* _Records supplied_
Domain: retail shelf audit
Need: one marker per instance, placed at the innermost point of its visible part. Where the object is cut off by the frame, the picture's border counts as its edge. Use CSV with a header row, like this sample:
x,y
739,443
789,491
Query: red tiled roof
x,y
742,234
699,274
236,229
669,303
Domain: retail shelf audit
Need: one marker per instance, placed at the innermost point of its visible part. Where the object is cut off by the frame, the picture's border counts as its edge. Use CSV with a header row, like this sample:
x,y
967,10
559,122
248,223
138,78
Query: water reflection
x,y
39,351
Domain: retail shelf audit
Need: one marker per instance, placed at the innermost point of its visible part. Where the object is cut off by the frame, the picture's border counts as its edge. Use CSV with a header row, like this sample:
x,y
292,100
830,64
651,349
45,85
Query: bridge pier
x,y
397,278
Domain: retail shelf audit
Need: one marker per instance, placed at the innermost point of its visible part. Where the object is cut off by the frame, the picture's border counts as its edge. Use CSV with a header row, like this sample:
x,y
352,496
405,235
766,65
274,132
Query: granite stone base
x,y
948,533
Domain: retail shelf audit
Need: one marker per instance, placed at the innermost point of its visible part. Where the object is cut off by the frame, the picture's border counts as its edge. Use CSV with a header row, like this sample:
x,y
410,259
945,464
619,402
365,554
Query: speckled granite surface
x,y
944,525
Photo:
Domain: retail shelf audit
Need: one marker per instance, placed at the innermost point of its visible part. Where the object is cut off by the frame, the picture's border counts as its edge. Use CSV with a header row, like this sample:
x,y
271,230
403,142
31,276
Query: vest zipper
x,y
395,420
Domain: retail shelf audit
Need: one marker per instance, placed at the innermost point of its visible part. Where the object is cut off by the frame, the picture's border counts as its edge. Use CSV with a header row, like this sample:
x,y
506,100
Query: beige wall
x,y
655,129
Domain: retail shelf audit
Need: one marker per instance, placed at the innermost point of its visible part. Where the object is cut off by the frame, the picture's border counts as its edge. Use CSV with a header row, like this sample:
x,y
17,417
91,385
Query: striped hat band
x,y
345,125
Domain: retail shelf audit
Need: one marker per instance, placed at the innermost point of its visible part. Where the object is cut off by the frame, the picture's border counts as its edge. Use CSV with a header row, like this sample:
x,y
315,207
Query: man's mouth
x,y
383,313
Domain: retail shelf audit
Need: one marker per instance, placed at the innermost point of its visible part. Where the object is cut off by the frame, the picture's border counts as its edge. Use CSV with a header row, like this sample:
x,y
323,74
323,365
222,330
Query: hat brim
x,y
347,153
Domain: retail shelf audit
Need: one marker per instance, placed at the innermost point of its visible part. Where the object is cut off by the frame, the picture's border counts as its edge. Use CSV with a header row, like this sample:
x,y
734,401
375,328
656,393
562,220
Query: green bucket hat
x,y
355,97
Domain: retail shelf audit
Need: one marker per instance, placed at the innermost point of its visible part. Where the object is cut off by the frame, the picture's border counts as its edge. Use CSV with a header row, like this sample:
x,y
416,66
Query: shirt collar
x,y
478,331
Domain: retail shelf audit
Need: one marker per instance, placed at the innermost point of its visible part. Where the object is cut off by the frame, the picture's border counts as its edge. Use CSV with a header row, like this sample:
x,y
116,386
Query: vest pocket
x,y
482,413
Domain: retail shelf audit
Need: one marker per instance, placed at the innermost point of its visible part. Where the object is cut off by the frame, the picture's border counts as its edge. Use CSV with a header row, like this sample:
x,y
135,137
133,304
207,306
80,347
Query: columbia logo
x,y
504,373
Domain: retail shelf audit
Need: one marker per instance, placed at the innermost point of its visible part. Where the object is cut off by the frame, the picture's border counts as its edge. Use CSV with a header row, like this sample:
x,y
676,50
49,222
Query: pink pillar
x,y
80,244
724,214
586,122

* _Work instructions_
Your task is to print the whole listing again exactly.

* _Solved problem_
Domain: retail shelf audit
Need: one marker per instance, placed at the innermost point of its visible part. Where the object is cut off by the frame, the picture's border counts as its edge. Use CSV with a header row, like this sample:
x,y
739,443
789,491
Query: red tiled roof
x,y
742,234
699,274
236,229
669,303
Domain: retail shelf audit
Need: one marker per instance, placed at the innermost point of its visible part. Where the object is cut off by the frame, the picture's border counts as its edge. Use CSV with a header row, like this sample:
x,y
967,10
559,122
248,223
138,78
Query: water reflection
x,y
39,351
Domain: retail shelf audit
Need: one marker per instance, placed at the innermost point of its visible part. Where the object is cut off by the frame, the picture's border counts as its edge. Use CSV with a header row, like this sample:
x,y
292,100
830,64
651,349
45,85
Query: bridge pier
x,y
397,278
Domain: retail shelf audit
Need: one marker per instance, placed at the innermost point of its visible part. Where the object is cut off by the frame, the picture's border counts as its edge. Use CSV with a header row, like this sample:
x,y
352,496
405,235
766,65
274,132
Query: granite stone base
x,y
948,533
Domain: retail shelf audit
Need: one marker per instance, placed at the innermost point of its visible part. Where the object is cut off by the frame, the picture's border counts as its edge. Use CSV with a header row, like this sample:
x,y
410,259
945,464
619,402
365,554
Query: speckled granite surface
x,y
944,525
Photo:
Domain: retail shelf audit
Need: one marker per instance, placed at the innermost point of its visible part. Where the object is cut off by the frame, the picture's border counts as its edge. Use CSV with a header row, like this sample:
x,y
271,230
403,142
31,276
Query: vest zipper
x,y
395,420
Domain: retail shelf audit
Need: one marker per instance, placed at the innermost point of its visible part. Where the object is cut off by the frame, the picture's border counts as its edge. Use CSV with a header row, like this sample:
x,y
506,100
Query: beige wall
x,y
655,129
Domain: retail shelf audit
Need: one marker per instance, placed at the innermost point of its visible part. Where the object is cut off by the frame, the picture's border counts as its edge. Use CSV with a header row, like this sample:
x,y
17,417
91,385
Query: striped hat band
x,y
345,125
Domain: retail shelf audit
Need: one marker per instance, placed at the innermost point of its visible part. Where the object is cut off by the frame, the picture's border counts as its edge. Use CSV with a header row, like this sample:
x,y
315,207
Query: man's mouth
x,y
383,313
Domain: retail shelf audit
Need: one marker per instance, placed at the innermost point of its visible part. Where the object is cut off by the frame, the picture's border counts as its edge. Use CSV with a header row, like this sample:
x,y
323,74
323,365
222,330
Query: hat brim
x,y
347,153
Domain: retail shelf audit
Need: one marker per instance, placed at the innermost point of its visible part. Where the object is cut off by the frame, the picture's border counts as its edge. Use CSV with a header row, like this sample:
x,y
734,401
375,328
656,393
562,220
Query: green bucket hat
x,y
355,97
Domain: retail shelf audit
Need: one marker per instance, placed at the innermost point of its visible part. Where the object is cut off by the frame, the picture's border counts as its edge. Use CSV with a header row, like this sample:
x,y
416,66
Query: shirt collar
x,y
478,331
Domain: retail shelf audit
Need: one marker per instance, placed at the innermost point of its visible part. Where the object is cut off by the frame, the picture's border counts as its edge. Use CSV with a header row, like this sample:
x,y
116,386
Query: vest pocket
x,y
482,413
Domain: retail shelf audit
Need: one marker per instance, placed at the innermost point of its visible part. Where the object is cut off by the frame, the picture's border counts as its edge. Use CSV with a header row, like this sample:
x,y
135,137
133,304
207,306
80,347
Query: columbia logo
x,y
504,373
Domain: retail shelf audit
Need: one marker per instance, placed at the innermost point of its visible part. Where the object is cut off by the frame, the picture's border counts as its edge. Use CSV with a header row, like this sample:
x,y
676,50
49,222
Query: pink pillar
x,y
80,244
724,214
586,122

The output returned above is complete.